Data for review section start

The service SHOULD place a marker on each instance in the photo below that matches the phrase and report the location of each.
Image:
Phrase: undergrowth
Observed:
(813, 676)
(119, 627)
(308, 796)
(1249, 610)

Data for review section end

### [Task brief]
Extract the complete data, matching each line exactly.

### [Your solution]
The service SHOULD place a marker on each instance in the photo below that matches the phrase and report the location of each.
Image:
Phrase: undergrowth
Observed:
(813, 676)
(119, 627)
(308, 796)
(1249, 610)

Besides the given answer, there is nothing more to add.